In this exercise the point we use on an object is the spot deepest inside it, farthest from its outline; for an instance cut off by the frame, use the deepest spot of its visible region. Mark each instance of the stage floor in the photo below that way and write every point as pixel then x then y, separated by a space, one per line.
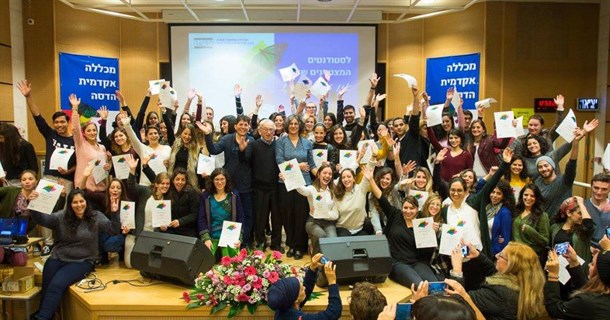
pixel 161 300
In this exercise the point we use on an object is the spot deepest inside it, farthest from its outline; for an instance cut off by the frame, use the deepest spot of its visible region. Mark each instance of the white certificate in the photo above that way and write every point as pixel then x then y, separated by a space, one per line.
pixel 320 87
pixel 60 158
pixel 411 81
pixel 156 164
pixel 320 156
pixel 230 233
pixel 205 164
pixel 293 177
pixel 162 213
pixel 155 86
pixel 128 214
pixel 605 158
pixel 98 173
pixel 48 194
pixel 368 152
pixel 347 158
pixel 434 114
pixel 421 197
pixel 423 230
pixel 450 238
pixel 121 168
pixel 567 126
pixel 289 73
pixel 504 124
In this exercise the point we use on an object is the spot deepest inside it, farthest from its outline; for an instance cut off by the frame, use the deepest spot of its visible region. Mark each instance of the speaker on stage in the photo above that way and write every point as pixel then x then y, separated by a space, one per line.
pixel 359 258
pixel 171 257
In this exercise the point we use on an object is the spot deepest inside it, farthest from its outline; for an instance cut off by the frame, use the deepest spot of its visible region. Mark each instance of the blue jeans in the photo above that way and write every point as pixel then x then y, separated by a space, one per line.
pixel 411 273
pixel 108 243
pixel 57 276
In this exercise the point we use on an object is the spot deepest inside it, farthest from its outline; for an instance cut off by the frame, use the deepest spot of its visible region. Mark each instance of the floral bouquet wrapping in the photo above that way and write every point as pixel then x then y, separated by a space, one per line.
pixel 239 282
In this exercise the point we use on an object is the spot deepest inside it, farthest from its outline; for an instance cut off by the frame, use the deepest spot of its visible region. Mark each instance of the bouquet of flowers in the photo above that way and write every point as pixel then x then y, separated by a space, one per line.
pixel 238 282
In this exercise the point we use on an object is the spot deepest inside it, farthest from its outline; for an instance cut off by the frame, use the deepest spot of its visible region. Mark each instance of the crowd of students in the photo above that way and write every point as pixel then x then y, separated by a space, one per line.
pixel 510 196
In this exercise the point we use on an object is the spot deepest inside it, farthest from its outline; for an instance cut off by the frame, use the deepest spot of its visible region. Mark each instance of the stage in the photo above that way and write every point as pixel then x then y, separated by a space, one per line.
pixel 162 301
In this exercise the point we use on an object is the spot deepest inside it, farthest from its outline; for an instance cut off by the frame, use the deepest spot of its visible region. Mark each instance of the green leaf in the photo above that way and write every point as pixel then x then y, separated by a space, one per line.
pixel 220 306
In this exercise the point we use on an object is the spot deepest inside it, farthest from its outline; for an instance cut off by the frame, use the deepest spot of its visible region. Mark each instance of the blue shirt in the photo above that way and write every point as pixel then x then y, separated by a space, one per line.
pixel 303 152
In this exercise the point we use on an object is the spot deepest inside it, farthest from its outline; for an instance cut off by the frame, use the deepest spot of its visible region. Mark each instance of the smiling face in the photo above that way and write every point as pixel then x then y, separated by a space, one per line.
pixel 545 170
pixel 420 180
pixel 516 167
pixel 434 207
pixel 533 146
pixel 529 198
pixel 496 196
pixel 90 132
pixel 120 138
pixel 328 122
pixel 79 205
pixel 319 134
pixel 60 124
pixel 162 187
pixel 385 181
pixel 338 136
pixel 534 126
pixel 186 136
pixel 220 182
pixel 347 178
pixel 447 123
pixel 28 181
pixel 326 176
pixel 179 182
pixel 476 129
pixel 409 211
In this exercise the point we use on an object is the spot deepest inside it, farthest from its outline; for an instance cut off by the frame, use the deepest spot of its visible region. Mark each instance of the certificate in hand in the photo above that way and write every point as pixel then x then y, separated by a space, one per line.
pixel 48 194
pixel 293 177
pixel 60 158
pixel 128 214
pixel 450 238
pixel 230 233
pixel 347 158
pixel 121 168
pixel 162 213
pixel 205 164
pixel 423 230
pixel 320 156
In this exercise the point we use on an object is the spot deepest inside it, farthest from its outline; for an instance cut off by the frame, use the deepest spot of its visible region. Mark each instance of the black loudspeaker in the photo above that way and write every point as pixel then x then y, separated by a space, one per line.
pixel 359 258
pixel 171 257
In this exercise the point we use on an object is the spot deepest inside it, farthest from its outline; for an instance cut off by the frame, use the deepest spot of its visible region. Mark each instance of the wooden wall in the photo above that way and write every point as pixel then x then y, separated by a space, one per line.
pixel 6 74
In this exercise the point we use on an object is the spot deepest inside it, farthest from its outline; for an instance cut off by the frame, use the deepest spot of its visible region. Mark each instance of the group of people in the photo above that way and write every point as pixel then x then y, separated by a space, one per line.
pixel 509 196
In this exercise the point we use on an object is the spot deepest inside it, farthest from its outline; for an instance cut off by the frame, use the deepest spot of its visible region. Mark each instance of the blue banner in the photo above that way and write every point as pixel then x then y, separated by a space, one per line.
pixel 459 71
pixel 93 79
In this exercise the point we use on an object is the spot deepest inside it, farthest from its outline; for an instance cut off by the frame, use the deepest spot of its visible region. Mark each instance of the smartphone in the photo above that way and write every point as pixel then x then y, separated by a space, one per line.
pixel 404 311
pixel 436 288
pixel 465 250
pixel 562 248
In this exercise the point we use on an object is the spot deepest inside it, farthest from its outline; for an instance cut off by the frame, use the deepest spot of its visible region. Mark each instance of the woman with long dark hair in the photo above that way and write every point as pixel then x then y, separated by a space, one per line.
pixel 75 250
pixel 500 216
pixel 530 223
pixel 16 155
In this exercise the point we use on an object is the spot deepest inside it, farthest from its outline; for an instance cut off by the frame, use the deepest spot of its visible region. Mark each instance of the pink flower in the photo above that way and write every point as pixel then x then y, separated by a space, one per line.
pixel 242 297
pixel 276 255
pixel 225 261
pixel 250 271
pixel 273 277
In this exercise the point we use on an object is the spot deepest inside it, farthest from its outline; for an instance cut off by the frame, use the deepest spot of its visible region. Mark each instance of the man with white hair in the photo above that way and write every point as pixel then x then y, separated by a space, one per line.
pixel 261 155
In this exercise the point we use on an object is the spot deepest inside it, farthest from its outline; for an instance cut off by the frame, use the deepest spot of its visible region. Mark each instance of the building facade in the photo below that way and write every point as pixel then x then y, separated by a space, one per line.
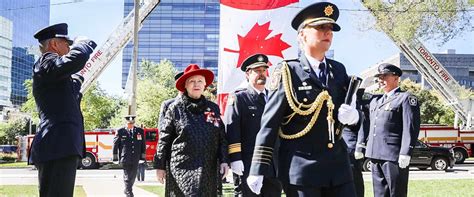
pixel 460 66
pixel 27 17
pixel 182 31
pixel 6 33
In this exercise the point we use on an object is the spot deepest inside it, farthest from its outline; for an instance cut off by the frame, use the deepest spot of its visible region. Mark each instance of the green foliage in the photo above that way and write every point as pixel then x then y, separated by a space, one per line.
pixel 11 129
pixel 155 85
pixel 438 20
pixel 98 108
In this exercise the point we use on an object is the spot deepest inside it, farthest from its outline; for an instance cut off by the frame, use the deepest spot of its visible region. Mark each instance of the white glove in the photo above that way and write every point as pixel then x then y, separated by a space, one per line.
pixel 255 183
pixel 358 155
pixel 403 161
pixel 82 39
pixel 237 167
pixel 348 115
pixel 224 168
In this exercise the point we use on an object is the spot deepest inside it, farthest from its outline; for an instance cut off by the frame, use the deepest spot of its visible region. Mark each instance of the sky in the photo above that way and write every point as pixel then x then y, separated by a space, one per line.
pixel 355 48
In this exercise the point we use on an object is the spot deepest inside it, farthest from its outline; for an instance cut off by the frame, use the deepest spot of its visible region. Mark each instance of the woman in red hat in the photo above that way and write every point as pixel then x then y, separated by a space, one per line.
pixel 192 139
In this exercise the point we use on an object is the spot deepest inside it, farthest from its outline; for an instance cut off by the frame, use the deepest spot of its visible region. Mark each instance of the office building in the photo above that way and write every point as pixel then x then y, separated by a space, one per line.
pixel 184 32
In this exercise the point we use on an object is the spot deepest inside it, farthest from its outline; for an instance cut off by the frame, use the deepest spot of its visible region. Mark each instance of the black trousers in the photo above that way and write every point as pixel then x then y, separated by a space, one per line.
pixel 141 172
pixel 271 187
pixel 129 175
pixel 344 190
pixel 388 179
pixel 356 166
pixel 57 177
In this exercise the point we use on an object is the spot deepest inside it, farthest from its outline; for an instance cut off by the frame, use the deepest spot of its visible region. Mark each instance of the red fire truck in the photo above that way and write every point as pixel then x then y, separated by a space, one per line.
pixel 99 145
pixel 462 142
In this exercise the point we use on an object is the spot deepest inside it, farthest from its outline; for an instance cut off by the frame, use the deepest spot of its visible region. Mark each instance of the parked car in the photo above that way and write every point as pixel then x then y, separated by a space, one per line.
pixel 8 148
pixel 425 156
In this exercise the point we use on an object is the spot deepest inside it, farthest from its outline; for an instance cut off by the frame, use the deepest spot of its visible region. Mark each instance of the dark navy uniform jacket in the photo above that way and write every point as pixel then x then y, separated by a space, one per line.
pixel 242 123
pixel 394 126
pixel 130 146
pixel 61 128
pixel 305 161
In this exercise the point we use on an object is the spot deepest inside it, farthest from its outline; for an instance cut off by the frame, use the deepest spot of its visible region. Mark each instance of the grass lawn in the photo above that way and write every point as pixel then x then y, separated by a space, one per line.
pixel 418 188
pixel 14 165
pixel 30 190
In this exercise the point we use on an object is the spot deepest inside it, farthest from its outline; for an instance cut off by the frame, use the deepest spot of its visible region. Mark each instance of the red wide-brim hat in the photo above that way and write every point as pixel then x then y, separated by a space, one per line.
pixel 192 70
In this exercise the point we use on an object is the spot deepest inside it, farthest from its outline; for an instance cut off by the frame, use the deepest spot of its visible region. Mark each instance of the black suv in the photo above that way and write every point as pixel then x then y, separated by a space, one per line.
pixel 424 156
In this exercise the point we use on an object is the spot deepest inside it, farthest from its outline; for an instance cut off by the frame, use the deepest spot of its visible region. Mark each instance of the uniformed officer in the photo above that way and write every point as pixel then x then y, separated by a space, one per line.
pixel 304 108
pixel 129 148
pixel 59 142
pixel 394 128
pixel 242 121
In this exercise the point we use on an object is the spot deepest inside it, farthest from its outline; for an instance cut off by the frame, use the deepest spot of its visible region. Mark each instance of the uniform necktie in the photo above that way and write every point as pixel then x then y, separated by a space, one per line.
pixel 322 73
pixel 261 97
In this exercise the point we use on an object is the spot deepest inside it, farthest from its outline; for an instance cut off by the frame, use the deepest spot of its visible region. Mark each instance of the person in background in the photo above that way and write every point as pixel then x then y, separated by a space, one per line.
pixel 394 125
pixel 305 106
pixel 59 143
pixel 192 139
pixel 242 121
pixel 129 149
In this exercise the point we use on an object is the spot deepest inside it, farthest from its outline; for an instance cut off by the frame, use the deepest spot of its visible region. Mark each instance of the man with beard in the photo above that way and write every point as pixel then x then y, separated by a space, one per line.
pixel 394 125
pixel 242 120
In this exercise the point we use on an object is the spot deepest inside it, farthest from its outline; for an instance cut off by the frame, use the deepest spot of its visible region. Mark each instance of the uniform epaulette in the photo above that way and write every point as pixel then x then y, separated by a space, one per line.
pixel 262 154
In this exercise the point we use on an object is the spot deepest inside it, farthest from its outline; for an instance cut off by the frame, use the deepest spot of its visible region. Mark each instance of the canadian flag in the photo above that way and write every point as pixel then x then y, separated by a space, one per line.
pixel 248 27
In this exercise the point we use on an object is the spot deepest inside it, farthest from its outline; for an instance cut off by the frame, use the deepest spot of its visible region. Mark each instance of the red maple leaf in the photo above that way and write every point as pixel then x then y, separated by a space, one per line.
pixel 256 42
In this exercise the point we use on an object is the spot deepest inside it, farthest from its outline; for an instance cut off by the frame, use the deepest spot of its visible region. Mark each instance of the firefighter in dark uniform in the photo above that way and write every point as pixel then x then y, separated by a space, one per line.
pixel 129 148
pixel 394 120
pixel 304 109
pixel 242 121
pixel 59 143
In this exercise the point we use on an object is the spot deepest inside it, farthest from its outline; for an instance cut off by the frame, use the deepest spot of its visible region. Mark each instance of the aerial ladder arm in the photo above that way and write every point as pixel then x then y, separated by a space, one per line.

-.-.-

Instructions for the task — Only the lines from the one containing "the red maple" through the end of the listing belong in the response, each reproduced exactly.

Answer to this problem —
In this exercise the point we use on an object is the spot deepest inside it, farthest from its outline; for an instance cut off by the frame, use the deepest spot of its visible region. Mark each instance of the red maple leaf in the photo above that way and write every point as pixel then x then y, separated by a space, one per line.
pixel 256 42
In this exercise the point we use on an object is the spot deepest inside it, farthest from its outline; for an instance cut off by the frame, use the deepest spot of its visible region. Mark each instance of the firefighter in dark uniform in the photo above that way and write every point as pixel then x then y, separated by a space, one per line.
pixel 129 148
pixel 394 120
pixel 304 109
pixel 242 121
pixel 59 143
In this exercise the point we use on an object is the spot deepest inside it, farthest from its outline; for an instance cut off by the frame, use the deepest spot of its visible region. Mark each instance of the aerial ladder arm in the photo above that way and write every point as pixel then x then y, separated by a space, one per line.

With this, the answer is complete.